> **SUPPLIED TEXT**
┌──
Losing the federal funds does not mean that the eradication program will come to an end.
In anticipation of the loss of the federal funds, the department requested $415,000 from the Miscellaneous Fund.
"This is an important program in the territory, specifically in St. Croix," testified Agriculture Commissioner Louis E. Petersen Jr. "We lobbied to ask the [U.S.] secretary of agriculture to continue the program until end of year."
Petersen's budget also included $259,910 to fill department vacancies. Some of this funding will go to hire new positions within the department: two associated with the bont tick program, one new butcher for St. Croix's abattoir and two property managers for leased farmland, as well as a receptionist.
The department will also help fund animal-welfare organizations throughout the territory, with funding totaling $215,000.
Funding animal-welfare organizations is an easy part of his job, Petersen said, since the management of those programs is all performed privately.
The department is also stepping up its marketing activities, including a new television program called "Fresh From the Farm," to encourage farming and gardening activities in the territory. The program will be launched this month, Petersen said.
The department also has a campaign to increase local production and consumption of local commodities. Called Buy Local, Eat Fresh, the program will allow small-scale farmers access to grading and sorting equipment purchased several years ago but never brought online.
└──
> **SUPPLIED MATERIAL**
┌──
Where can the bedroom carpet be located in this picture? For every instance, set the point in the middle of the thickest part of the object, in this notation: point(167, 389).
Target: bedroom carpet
└──
> **PROBLEMS TO WORK ON**
1. Rewrite the paragraph of the agriculture budget report that begins "Petersen's budget also included" as a short bulleted list that keeps its main facts.
2. Transcribe the stretch of the agriculture budget report from "In anticipation of" through "as a receptionist.".
3. Answer these questions from the agriculture budget report.
(a) How much did the department request from the Miscellaneous Fund?
(b) What is the total funding for animal-welfare organizations?
(c) What is the new television program called?
The listing has no role in this work.

> **TASK-BY-TASK RESULTS**
1.
- Petersen's budget includes $259,910 to fill department vacancies.
- Part of it will pay for new hires:
  - two positions for the bont tick program
  - one butcher for St. Croix's abattoir
  - two property managers for leased farmland
  - a receptionist

2.
In anticipation of the loss of the federal funds, the department requested $415,000 from the Miscellaneous Fund.
"This is an important program in the territory, specifically in St. Croix," testified Agriculture Commissioner Louis E. Petersen Jr. "We lobbied to ask the [U.S.] secretary of agriculture to continue the program until end of year."
Petersen's budget also included $259,910 to fill department vacancies. Some of this funding will go to hire new positions within the department: two associated with the bont tick program, one new butcher for St. Croix's abattoir and two property managers for leased farmland, as well as a receptionist.

3.
(a) $415,000
(b) $215,000
(c) "Fresh From the Farm"